--- Begin Exercise inputs ---

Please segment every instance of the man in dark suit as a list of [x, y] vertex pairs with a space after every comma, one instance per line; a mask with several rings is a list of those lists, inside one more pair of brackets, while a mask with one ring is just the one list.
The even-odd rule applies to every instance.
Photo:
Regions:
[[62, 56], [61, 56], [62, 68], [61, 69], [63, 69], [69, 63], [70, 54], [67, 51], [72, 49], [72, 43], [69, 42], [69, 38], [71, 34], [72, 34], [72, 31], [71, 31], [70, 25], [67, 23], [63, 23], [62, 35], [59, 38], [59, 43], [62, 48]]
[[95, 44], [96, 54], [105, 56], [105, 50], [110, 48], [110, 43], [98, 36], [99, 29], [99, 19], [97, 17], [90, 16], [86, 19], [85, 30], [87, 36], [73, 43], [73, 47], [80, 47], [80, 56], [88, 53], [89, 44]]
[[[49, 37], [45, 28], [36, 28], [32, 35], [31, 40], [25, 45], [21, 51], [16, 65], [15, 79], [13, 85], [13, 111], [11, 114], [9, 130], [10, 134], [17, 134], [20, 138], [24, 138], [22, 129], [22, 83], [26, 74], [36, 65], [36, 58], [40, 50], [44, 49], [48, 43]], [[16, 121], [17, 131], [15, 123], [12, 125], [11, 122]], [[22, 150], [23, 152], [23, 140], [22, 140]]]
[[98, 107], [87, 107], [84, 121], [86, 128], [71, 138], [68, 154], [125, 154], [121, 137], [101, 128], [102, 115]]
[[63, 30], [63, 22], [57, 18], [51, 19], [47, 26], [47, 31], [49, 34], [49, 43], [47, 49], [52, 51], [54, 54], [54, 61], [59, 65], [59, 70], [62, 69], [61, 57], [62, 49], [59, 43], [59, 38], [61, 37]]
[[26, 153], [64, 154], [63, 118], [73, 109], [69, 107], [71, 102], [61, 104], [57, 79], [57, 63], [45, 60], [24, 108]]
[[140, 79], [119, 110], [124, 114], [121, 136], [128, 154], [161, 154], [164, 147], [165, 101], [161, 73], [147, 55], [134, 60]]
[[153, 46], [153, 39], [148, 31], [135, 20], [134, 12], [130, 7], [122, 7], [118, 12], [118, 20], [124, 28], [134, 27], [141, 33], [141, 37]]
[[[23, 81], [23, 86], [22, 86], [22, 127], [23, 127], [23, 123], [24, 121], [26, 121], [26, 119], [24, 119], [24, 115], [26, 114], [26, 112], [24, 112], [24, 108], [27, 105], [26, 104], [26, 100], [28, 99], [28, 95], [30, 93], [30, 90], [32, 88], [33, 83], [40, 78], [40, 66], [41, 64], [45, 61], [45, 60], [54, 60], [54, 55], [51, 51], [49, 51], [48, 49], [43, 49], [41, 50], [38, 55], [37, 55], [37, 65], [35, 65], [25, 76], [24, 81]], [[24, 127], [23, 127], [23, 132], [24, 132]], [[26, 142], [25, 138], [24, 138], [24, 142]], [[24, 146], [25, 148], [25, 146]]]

--- End Exercise inputs ---

Exercise task » Return the listing above line for line, with no changes.

Response »
Please segment every instance of the man in dark suit as a list of [x, y] vertex pairs with a space after every comma, one instance per line; a mask with several rings is a list of those lists, inside one more pair of brackets, while a mask with one ring is just the one list.
The even-odd rule applies to every instance.
Photo:
Regions:
[[62, 56], [61, 56], [62, 68], [61, 69], [63, 69], [69, 63], [70, 54], [67, 51], [72, 49], [72, 43], [69, 42], [69, 38], [71, 34], [72, 34], [72, 31], [71, 31], [70, 25], [67, 23], [63, 23], [62, 35], [59, 38], [59, 43], [62, 48]]
[[95, 44], [96, 54], [105, 56], [105, 50], [110, 48], [110, 43], [98, 36], [99, 29], [99, 19], [97, 17], [90, 16], [86, 19], [85, 30], [87, 36], [73, 43], [73, 47], [80, 47], [80, 56], [88, 53], [89, 44]]
[[[49, 37], [45, 28], [36, 28], [32, 35], [31, 40], [25, 45], [21, 51], [16, 65], [15, 79], [13, 85], [13, 111], [11, 114], [9, 130], [10, 134], [17, 134], [20, 138], [24, 138], [22, 129], [22, 83], [26, 74], [36, 65], [36, 58], [40, 50], [44, 49], [48, 43]], [[16, 121], [17, 131], [15, 123], [12, 125], [11, 122]], [[22, 150], [23, 152], [23, 140], [22, 140]]]
[[98, 107], [87, 107], [84, 121], [86, 128], [71, 138], [68, 154], [125, 154], [121, 137], [101, 128], [102, 115]]
[[63, 30], [63, 22], [57, 18], [51, 19], [47, 26], [47, 31], [49, 34], [49, 43], [47, 49], [52, 51], [54, 54], [54, 61], [59, 65], [59, 70], [62, 69], [61, 57], [62, 49], [59, 43], [59, 38], [61, 37]]
[[26, 153], [64, 154], [63, 118], [73, 109], [69, 107], [71, 102], [61, 104], [57, 79], [57, 63], [45, 60], [24, 108]]
[[140, 79], [119, 110], [124, 114], [121, 136], [128, 154], [161, 154], [164, 147], [165, 101], [161, 73], [147, 55], [134, 60]]
[[153, 46], [153, 39], [148, 31], [135, 20], [134, 12], [130, 7], [122, 7], [118, 12], [118, 20], [124, 28], [134, 27], [141, 33], [141, 37]]
[[[23, 81], [23, 86], [22, 86], [22, 127], [23, 127], [23, 123], [24, 121], [26, 121], [26, 119], [24, 119], [24, 115], [26, 114], [26, 112], [24, 112], [24, 108], [27, 105], [26, 104], [26, 100], [28, 99], [28, 95], [30, 93], [30, 90], [32, 88], [33, 83], [40, 78], [40, 66], [41, 64], [45, 61], [45, 60], [54, 60], [54, 55], [51, 51], [49, 51], [48, 49], [43, 49], [41, 50], [38, 55], [37, 55], [37, 65], [35, 65], [25, 76], [24, 81]], [[24, 127], [23, 127], [23, 132], [24, 132]], [[26, 142], [25, 138], [24, 138], [24, 142]], [[24, 146], [25, 148], [25, 146]]]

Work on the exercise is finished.